• _Page extract_:
In 2013 there were about 731,277 people living with, or in remission from, lymphoma in the United States. Approximately 80,000 new cases of lymphoma will be diagnosed in the U.S. in 2014. According to Globocan1 estimates there were 93,518 new NHL cases diagnosed in Europe in 2012. Worldwide, NHL is the tenth most commonly diagnosed cancer. Ninety percent of lymphoma cases are of the subtype non-Hodgkin’s Lymphoma (NHL), with the remaining ten percent being of the Hodgkin’s type.

Other than stem cell transplantation, most of the conventional approaches to treating lymphoma and leukemia have remained the same over the past several years. Conventional treatment approaches include chemotherapy, radiation and immunotherapy. None of these approaches have drastically altered either the recurrence of lymphoma or patient survival rates.

After successfully testing a micronutrient mixture in different types of cancers, we tested the combination of vitamin C, lysine, proline, green tea extract and others in two of the most aggressive NHL cell lines2. It is well known that matrix metalloproteinase (MMP) enzymes are the key components in promoting the growth and spread of any type of cancer. The exact role of MMP in lymphomas was recognized only very recently however, when increased MMP secretion was reported in highly aggressive NHLs. Our micronutrient combination was successful in stopping the secretion of MMP enzymes in both of the NHL cancer cell types we used, and it also blocked the cell invading capacity (100% inhibition). Moreover, the micronutrient combination induced cell death (apoptosis) in the tested NHL cells up to 100%. In another study3 we proved that these micronutrients were capable of causing significant reduction in the inflammatory markers (COX-2), thereby reducing the blood supply to the tumor (angiogenesis) and decreasing tumor growth.

September is designated as International Blood Cancer Awareness Month, with fundraising campaigns being conducted to support finding a cure for blood cancers. Cancer patients develop a deficiency of multiple nutrients due to their disease and the severe side effects of treatments they receive. Given our research results, it is clear that micronutrient supplementation would significantly improve the treatment benefits for thousands of lymphoma patients.


  1. globocan.iarc.fr
  2. Roomi MW et al, Exp Oncol. 2009 Sep; 31(3):149-155
  3. Roomi MW et al, Exp Oncol. 2013 Sep; 35(3):180-186.

• _Provided material_:
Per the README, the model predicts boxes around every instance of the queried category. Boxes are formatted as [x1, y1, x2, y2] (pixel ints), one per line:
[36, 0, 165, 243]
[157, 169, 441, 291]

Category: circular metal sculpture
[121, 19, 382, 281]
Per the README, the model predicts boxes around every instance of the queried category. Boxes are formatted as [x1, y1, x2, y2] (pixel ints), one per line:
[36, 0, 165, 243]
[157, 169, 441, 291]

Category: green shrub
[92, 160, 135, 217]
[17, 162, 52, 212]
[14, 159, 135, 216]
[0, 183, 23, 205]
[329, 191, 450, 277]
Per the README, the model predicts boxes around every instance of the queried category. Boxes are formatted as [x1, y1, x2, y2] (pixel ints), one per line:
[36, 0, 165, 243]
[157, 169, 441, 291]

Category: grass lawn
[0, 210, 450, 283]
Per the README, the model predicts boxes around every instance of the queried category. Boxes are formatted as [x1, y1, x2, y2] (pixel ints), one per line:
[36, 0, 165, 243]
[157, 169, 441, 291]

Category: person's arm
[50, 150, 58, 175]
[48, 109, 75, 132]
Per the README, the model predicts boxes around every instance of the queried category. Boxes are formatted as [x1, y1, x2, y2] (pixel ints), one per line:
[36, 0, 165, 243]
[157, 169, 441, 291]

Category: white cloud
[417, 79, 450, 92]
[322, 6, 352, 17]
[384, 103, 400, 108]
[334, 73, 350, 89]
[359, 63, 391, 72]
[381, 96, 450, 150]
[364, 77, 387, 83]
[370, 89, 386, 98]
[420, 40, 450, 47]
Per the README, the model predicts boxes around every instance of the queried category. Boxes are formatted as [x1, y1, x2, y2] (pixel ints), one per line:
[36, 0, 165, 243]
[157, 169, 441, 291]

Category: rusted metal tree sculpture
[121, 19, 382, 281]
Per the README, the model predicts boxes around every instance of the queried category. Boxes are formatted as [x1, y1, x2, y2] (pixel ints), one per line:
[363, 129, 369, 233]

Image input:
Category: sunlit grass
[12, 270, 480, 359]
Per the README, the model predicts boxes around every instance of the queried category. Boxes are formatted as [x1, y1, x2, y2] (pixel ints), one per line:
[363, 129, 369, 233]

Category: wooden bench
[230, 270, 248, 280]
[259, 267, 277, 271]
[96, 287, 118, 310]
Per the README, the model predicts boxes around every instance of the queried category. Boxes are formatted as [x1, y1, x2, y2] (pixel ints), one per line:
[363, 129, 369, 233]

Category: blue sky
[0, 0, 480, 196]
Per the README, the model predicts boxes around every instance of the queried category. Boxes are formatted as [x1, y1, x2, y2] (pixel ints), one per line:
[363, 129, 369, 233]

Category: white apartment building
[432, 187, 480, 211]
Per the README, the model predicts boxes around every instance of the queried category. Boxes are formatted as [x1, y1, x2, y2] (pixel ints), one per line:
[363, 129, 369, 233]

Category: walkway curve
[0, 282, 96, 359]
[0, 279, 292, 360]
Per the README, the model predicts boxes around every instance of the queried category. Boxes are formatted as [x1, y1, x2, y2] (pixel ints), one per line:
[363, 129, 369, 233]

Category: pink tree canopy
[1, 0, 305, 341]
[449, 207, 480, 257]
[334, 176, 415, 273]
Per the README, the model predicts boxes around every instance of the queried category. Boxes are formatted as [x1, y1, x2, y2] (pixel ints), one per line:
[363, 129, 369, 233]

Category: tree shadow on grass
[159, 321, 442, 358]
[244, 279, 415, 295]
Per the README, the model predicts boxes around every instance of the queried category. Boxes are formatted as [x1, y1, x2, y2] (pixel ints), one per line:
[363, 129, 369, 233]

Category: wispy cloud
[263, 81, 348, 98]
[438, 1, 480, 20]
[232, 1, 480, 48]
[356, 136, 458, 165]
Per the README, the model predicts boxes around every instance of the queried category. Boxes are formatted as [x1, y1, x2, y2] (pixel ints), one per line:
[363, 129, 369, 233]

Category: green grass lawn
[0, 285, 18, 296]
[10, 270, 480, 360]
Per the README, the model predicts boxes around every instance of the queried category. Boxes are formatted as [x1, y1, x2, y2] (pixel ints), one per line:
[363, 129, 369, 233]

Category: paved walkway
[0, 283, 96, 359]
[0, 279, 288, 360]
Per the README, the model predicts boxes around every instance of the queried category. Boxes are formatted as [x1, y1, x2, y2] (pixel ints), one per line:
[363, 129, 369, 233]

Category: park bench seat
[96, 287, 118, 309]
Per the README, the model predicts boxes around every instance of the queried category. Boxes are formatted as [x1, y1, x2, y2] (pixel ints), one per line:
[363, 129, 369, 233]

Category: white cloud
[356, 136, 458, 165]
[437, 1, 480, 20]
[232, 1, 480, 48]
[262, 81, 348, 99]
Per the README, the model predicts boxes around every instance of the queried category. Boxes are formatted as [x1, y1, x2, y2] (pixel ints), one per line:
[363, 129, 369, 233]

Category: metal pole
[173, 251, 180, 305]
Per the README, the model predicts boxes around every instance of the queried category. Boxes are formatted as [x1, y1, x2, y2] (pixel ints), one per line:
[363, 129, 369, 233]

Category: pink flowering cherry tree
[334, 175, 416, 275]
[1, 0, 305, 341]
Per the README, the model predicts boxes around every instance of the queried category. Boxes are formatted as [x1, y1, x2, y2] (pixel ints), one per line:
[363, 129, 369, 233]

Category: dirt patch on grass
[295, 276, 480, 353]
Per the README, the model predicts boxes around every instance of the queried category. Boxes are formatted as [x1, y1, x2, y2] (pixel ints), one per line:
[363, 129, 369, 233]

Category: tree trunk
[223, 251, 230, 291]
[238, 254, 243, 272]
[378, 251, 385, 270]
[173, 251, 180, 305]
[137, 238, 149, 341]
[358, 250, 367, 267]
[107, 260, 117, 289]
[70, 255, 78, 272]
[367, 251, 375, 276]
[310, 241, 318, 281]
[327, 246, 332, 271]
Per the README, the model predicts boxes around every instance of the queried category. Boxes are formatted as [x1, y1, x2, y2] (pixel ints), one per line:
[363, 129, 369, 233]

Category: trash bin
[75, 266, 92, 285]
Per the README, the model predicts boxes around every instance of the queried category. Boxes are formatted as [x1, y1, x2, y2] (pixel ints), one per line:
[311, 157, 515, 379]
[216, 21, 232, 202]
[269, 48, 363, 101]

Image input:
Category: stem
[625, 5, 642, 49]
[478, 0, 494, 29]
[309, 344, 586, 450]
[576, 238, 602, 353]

==

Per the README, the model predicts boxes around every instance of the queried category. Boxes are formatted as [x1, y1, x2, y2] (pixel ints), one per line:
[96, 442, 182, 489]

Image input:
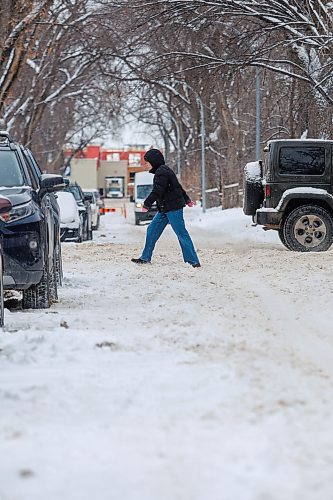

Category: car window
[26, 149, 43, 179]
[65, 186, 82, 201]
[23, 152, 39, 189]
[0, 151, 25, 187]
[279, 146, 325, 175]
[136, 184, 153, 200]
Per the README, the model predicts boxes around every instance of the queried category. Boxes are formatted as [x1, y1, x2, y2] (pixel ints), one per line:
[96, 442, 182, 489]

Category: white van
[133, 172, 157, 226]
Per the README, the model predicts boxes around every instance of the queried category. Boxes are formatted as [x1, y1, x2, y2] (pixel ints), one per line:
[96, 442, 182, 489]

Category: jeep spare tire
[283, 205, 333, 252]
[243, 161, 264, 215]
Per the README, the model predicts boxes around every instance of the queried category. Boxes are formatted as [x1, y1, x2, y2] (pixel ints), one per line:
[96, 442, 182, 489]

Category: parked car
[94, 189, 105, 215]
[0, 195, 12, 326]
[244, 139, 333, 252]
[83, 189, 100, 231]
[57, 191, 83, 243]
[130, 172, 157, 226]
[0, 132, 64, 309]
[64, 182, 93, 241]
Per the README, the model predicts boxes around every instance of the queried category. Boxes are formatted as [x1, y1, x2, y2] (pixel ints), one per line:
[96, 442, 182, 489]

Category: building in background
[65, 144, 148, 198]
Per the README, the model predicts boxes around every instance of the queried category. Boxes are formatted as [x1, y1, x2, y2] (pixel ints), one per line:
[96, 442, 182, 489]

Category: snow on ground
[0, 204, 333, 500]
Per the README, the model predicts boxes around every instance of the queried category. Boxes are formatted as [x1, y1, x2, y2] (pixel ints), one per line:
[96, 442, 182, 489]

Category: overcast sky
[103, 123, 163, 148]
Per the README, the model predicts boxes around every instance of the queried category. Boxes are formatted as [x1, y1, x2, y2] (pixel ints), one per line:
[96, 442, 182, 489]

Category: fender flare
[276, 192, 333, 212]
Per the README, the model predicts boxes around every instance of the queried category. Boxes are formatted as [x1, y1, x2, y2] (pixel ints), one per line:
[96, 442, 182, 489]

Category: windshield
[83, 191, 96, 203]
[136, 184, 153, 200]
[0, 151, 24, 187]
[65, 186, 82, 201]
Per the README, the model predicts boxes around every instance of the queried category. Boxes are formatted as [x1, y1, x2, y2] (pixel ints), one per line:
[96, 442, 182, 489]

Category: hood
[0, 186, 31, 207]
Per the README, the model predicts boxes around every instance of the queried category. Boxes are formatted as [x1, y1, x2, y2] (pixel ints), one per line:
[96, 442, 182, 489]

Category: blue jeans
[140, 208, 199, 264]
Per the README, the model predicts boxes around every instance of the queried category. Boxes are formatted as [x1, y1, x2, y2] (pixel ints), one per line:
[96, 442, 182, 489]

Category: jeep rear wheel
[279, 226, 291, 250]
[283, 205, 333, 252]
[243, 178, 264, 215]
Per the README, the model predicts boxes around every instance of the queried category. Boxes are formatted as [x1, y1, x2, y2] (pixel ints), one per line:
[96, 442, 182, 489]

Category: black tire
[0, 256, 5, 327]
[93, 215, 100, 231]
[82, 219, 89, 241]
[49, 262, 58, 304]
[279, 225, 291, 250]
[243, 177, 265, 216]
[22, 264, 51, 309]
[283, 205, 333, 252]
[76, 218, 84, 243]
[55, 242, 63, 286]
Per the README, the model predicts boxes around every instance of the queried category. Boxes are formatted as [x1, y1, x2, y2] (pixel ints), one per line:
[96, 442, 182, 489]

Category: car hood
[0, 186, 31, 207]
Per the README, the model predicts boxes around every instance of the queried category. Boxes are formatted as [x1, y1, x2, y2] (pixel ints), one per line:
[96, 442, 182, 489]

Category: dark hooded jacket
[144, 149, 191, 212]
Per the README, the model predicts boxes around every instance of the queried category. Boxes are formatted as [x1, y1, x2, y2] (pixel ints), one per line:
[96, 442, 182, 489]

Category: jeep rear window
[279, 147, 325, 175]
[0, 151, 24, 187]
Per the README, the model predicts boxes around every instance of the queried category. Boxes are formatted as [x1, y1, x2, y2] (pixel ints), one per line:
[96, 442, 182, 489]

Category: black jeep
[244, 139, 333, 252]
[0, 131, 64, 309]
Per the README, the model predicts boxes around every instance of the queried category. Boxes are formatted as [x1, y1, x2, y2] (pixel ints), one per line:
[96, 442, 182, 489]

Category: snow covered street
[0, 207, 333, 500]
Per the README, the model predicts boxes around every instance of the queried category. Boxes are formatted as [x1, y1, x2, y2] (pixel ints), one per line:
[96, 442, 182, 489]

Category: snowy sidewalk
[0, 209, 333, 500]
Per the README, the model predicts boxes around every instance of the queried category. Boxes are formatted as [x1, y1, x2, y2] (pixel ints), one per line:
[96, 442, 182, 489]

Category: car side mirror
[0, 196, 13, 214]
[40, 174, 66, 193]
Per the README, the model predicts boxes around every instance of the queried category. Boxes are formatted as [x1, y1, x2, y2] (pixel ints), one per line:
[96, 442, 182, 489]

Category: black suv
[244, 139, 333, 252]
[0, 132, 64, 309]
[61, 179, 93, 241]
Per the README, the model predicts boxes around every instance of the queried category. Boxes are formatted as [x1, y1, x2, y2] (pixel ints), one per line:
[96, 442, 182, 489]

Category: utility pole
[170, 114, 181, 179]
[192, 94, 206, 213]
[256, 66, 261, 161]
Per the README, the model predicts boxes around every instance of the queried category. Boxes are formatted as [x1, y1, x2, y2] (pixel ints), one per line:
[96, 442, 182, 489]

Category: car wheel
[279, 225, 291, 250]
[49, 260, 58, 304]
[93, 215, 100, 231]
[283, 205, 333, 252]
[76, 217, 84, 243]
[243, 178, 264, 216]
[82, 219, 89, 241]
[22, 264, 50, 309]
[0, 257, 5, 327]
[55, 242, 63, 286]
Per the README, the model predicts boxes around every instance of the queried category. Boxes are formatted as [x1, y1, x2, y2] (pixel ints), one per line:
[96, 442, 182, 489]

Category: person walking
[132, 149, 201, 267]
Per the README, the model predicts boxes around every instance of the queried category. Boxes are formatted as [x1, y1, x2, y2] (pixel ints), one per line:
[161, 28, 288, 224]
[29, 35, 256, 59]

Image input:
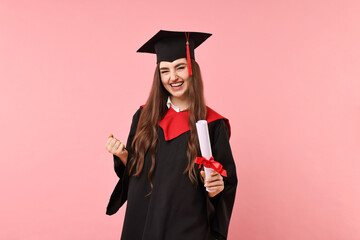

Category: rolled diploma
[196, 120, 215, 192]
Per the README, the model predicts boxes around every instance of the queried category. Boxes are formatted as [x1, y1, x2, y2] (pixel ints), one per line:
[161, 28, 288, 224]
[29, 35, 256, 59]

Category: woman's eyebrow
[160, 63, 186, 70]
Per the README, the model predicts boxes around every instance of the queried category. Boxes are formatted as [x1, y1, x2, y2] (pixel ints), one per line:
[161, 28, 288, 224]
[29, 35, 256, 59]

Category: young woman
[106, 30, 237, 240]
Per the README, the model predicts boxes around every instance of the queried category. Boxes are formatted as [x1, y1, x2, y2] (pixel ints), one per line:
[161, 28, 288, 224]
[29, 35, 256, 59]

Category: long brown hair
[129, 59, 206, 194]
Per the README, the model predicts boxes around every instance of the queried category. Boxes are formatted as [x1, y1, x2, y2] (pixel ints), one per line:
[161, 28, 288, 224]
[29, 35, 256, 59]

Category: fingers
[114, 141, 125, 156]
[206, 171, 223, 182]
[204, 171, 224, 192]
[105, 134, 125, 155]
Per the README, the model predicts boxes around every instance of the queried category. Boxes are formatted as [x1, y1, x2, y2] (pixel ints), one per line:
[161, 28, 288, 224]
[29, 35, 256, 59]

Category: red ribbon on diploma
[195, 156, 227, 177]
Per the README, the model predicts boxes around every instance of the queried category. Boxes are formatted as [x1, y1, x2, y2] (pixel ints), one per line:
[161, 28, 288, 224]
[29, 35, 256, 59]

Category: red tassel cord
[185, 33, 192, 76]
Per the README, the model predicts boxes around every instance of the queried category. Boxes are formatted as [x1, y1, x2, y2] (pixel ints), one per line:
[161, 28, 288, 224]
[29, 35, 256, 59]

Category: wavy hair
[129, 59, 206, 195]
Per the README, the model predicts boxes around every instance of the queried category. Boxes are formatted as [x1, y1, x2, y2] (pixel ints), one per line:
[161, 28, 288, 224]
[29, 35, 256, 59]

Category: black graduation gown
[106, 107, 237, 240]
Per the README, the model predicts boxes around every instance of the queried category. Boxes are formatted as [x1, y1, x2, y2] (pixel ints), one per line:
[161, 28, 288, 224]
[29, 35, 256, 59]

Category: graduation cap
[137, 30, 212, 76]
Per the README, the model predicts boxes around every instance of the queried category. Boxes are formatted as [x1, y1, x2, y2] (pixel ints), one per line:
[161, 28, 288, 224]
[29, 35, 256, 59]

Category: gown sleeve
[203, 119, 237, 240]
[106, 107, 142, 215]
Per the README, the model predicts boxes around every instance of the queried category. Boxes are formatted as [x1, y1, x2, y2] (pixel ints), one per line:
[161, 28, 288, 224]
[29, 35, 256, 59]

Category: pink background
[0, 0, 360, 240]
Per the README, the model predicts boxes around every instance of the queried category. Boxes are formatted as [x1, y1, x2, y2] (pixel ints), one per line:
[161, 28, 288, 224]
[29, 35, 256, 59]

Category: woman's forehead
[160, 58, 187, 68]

...

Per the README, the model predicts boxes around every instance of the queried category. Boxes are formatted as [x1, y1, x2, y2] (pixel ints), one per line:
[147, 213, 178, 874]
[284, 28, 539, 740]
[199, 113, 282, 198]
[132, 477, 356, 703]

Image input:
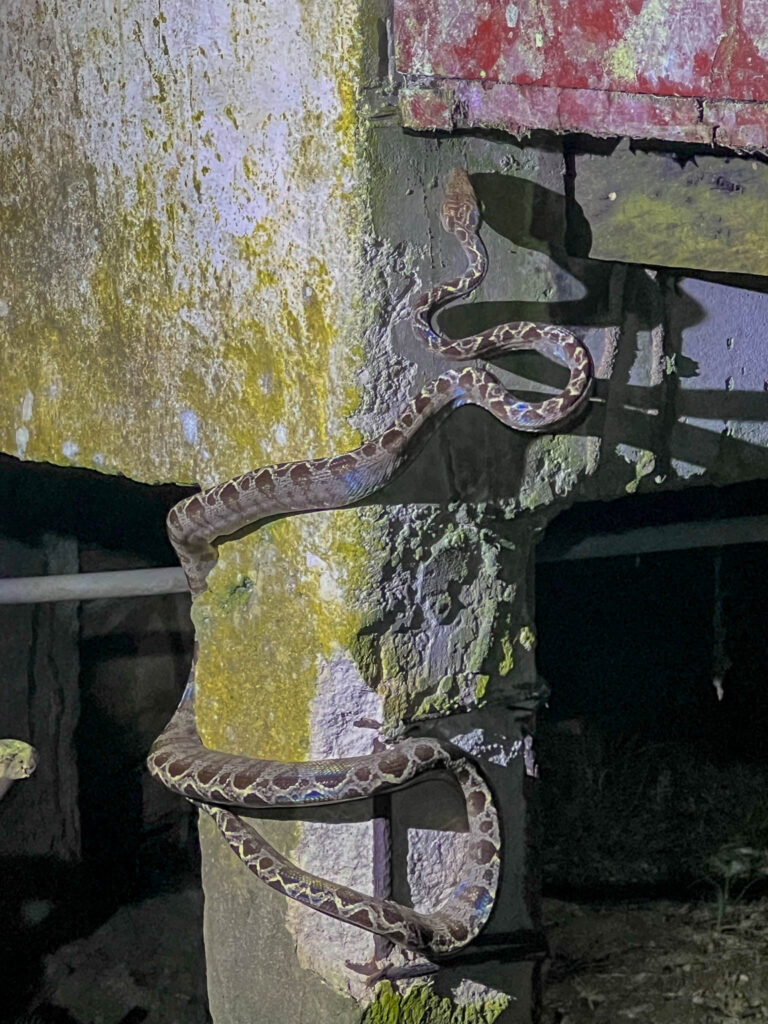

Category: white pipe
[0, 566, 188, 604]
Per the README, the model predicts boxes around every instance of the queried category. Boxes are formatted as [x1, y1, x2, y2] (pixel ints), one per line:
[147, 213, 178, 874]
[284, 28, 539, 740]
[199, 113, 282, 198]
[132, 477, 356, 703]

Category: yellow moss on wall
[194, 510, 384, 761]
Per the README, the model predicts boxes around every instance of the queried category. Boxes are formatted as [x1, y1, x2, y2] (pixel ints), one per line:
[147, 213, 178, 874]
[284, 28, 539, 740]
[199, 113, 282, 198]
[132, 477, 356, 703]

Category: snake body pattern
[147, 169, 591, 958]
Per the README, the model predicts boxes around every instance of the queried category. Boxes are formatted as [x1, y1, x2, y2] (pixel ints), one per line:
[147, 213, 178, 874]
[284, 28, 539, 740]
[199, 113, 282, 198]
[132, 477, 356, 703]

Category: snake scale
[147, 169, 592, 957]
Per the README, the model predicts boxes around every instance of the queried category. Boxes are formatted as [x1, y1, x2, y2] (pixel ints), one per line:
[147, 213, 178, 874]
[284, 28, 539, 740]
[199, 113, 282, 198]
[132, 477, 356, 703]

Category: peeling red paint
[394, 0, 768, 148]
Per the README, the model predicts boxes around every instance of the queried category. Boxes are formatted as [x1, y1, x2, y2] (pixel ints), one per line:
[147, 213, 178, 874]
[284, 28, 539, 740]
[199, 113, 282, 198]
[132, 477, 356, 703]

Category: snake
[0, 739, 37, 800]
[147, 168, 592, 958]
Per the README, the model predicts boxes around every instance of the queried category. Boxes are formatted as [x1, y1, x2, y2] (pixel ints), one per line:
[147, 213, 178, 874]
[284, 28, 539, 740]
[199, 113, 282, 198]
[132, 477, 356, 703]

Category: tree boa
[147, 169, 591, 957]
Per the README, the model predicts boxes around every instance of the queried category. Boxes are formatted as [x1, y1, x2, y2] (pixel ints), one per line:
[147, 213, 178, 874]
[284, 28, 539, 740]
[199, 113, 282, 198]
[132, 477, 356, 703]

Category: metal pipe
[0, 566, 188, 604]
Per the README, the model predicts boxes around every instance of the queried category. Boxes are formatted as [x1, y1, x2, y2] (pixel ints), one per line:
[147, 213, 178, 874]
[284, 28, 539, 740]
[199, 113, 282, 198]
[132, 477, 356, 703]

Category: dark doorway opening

• _Apply what you read_:
1/ Name every conventional treatment approach listed in the lymphoma text's sentence beginning "Conventional treatment approaches include".
2/ Return the part of the lymphoma text starting with "Other than stem" and going on through "patient survival rates.".
Work only from the lymphoma text.

• _Answers per task_:
1/ Chemotherapy, radiation and immunotherapy.

2/
Other than stem cell transplantation, most of the conventional approaches to treating lymphoma and leukemia have remained the same over the past several years. Conventional treatment approaches include chemotherapy, radiation and immunotherapy. None of these approaches have drastically altered either the recurrence of lymphoma or patient survival rates.